● REQUIRED ACTION
Report only the number of lines below in which the string "background" appears.

** Opening DATA SHOWN block **

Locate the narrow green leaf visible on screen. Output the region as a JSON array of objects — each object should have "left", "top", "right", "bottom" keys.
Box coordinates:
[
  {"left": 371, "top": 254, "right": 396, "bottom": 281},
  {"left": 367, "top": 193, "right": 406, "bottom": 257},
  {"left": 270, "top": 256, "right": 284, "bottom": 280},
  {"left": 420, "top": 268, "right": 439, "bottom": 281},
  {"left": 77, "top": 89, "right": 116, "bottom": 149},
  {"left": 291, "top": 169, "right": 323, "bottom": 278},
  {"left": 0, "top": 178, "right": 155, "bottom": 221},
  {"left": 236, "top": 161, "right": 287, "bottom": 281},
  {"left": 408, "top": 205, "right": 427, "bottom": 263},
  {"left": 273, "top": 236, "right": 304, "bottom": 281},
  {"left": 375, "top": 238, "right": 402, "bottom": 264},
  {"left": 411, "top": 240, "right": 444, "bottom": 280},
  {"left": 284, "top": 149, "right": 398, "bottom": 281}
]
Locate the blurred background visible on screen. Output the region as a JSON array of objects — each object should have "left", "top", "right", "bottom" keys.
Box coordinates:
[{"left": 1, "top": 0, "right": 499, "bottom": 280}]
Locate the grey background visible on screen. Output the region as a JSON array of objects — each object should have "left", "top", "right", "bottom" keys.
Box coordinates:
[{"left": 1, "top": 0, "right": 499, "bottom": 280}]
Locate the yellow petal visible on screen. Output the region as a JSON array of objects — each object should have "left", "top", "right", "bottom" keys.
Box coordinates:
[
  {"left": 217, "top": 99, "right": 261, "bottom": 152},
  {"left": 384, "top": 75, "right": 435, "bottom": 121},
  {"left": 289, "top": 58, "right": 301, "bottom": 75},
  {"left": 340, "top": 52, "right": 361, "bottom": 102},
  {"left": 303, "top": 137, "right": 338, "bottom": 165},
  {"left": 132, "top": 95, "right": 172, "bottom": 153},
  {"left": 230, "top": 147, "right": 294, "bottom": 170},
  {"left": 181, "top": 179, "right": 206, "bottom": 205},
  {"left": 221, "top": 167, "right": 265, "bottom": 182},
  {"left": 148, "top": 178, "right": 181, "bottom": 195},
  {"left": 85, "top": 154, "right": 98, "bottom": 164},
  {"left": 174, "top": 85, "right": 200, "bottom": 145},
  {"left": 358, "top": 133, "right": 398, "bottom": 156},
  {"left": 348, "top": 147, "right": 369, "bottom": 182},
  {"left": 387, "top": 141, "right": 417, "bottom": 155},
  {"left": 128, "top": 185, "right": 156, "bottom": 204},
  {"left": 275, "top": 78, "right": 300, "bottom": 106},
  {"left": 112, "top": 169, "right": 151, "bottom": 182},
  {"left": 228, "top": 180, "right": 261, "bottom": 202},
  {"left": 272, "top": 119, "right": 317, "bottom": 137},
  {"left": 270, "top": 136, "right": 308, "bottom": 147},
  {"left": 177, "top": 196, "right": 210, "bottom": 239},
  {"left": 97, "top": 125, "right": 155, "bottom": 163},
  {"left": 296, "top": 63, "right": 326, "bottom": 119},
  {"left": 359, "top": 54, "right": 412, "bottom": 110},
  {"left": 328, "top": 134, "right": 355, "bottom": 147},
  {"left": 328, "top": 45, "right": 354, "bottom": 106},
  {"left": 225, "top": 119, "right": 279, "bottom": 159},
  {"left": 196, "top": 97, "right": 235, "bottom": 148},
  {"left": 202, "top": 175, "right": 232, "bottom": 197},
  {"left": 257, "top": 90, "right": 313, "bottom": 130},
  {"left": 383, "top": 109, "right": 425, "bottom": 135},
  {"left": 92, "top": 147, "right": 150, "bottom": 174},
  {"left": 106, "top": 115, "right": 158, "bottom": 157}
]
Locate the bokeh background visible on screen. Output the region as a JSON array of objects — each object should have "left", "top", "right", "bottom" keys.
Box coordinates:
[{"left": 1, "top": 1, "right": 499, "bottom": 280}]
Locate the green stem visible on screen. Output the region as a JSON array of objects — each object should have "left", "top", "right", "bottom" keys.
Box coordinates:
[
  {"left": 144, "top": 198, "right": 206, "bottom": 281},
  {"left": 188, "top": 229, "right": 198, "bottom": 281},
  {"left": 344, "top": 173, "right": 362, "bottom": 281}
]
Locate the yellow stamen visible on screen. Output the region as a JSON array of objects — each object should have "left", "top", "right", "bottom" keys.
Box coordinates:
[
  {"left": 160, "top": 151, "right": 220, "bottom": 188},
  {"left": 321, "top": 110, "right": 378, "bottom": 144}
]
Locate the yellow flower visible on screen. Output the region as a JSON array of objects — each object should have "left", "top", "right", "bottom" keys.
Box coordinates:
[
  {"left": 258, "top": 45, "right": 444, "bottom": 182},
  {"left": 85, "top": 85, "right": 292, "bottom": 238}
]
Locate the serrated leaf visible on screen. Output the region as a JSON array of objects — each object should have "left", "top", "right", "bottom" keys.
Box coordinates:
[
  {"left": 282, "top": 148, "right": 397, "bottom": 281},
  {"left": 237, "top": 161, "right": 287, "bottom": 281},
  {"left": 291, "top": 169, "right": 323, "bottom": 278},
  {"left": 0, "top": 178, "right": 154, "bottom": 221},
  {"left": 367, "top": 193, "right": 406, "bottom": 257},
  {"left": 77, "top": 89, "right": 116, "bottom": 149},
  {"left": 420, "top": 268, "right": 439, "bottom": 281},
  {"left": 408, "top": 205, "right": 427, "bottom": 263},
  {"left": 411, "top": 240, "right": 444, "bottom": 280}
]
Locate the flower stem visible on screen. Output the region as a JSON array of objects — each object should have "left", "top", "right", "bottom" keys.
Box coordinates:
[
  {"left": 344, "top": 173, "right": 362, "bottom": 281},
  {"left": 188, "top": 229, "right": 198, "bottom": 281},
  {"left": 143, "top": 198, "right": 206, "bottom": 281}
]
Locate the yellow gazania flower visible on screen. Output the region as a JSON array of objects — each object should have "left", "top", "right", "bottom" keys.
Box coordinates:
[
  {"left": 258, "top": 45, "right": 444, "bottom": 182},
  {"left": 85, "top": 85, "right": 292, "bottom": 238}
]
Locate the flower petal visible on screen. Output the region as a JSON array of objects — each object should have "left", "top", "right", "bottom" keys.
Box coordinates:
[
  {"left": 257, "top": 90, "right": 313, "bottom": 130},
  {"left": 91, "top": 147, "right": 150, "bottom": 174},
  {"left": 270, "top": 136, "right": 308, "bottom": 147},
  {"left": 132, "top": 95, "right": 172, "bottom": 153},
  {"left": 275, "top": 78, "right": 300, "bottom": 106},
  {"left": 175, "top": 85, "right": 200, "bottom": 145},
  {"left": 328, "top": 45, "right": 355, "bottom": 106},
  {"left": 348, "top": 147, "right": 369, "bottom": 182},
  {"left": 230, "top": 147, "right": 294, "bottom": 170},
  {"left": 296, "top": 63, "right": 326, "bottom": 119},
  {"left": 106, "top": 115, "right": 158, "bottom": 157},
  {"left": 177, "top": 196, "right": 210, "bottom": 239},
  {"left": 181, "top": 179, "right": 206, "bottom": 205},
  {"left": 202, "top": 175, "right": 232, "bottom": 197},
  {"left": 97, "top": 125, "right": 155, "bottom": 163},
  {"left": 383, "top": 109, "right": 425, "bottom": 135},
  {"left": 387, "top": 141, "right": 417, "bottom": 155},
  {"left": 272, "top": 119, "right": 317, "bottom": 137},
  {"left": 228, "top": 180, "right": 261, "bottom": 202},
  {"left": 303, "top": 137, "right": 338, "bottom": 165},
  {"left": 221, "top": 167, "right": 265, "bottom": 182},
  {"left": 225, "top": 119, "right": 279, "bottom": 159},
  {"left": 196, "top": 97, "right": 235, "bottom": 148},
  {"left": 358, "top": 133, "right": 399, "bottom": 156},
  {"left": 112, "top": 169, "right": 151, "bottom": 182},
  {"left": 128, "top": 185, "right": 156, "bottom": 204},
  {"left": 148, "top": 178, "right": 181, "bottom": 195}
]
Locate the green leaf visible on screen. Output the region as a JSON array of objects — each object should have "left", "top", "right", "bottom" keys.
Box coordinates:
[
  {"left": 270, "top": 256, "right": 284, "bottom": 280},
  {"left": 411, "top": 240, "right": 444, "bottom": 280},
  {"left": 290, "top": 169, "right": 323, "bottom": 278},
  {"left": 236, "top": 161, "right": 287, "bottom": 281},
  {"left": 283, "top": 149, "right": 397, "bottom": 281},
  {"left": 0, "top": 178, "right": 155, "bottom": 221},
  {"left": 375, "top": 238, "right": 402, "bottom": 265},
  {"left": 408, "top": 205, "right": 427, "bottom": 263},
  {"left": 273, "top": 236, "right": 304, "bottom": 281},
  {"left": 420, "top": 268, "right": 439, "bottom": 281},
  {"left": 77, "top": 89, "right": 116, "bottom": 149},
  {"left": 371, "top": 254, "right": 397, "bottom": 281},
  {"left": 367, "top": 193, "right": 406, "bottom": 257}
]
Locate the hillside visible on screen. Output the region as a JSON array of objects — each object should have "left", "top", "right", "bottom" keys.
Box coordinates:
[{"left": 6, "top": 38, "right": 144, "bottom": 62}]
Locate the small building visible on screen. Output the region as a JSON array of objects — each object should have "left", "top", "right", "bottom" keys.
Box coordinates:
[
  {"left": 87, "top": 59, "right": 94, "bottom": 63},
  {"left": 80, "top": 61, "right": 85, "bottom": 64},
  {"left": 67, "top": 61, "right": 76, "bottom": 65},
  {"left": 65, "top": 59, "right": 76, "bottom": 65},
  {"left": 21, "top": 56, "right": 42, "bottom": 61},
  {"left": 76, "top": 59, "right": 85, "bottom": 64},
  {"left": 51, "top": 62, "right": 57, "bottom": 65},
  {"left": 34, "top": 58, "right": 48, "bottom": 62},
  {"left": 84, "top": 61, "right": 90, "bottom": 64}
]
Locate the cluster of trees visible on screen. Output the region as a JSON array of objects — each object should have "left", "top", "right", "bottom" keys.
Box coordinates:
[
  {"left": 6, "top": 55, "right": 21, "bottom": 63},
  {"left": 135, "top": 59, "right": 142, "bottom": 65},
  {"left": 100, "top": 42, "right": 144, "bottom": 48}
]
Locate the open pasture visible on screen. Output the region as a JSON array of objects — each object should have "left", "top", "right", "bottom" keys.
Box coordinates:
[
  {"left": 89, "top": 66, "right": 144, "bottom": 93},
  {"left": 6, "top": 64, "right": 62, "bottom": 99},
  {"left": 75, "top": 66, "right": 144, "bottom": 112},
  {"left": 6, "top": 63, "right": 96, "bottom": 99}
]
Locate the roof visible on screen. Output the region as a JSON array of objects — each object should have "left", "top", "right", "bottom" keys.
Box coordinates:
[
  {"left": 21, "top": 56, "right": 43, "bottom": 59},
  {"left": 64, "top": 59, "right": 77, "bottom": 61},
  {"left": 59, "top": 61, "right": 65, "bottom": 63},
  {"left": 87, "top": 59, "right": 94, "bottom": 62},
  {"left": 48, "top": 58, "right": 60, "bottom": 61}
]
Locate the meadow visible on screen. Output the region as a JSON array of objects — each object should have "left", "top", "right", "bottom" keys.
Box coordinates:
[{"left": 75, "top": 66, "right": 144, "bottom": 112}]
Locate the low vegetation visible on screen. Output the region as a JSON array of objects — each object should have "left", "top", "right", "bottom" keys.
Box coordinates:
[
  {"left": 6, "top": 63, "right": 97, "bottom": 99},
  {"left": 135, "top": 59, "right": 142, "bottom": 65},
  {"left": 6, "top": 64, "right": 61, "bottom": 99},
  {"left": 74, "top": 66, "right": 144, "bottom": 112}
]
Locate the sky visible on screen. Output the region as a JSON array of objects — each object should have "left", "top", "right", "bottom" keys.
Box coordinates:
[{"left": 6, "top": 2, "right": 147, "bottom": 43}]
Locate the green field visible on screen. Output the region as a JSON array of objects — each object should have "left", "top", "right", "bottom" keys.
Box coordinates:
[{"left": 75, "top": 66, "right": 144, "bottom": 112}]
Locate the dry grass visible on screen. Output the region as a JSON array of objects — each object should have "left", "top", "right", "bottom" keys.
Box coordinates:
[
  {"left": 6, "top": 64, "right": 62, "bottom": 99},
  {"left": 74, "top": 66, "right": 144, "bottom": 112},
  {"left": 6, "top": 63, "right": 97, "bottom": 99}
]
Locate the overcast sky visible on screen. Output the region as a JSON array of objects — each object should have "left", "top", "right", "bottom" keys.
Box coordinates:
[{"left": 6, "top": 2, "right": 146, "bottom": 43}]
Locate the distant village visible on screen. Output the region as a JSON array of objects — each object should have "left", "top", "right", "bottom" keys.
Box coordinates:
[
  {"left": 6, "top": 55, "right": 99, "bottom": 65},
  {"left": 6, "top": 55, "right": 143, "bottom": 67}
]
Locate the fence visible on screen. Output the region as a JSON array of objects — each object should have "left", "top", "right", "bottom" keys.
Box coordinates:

** Closing DATA SHOWN block **

● RESPONSE TO THIS EXERCISE
3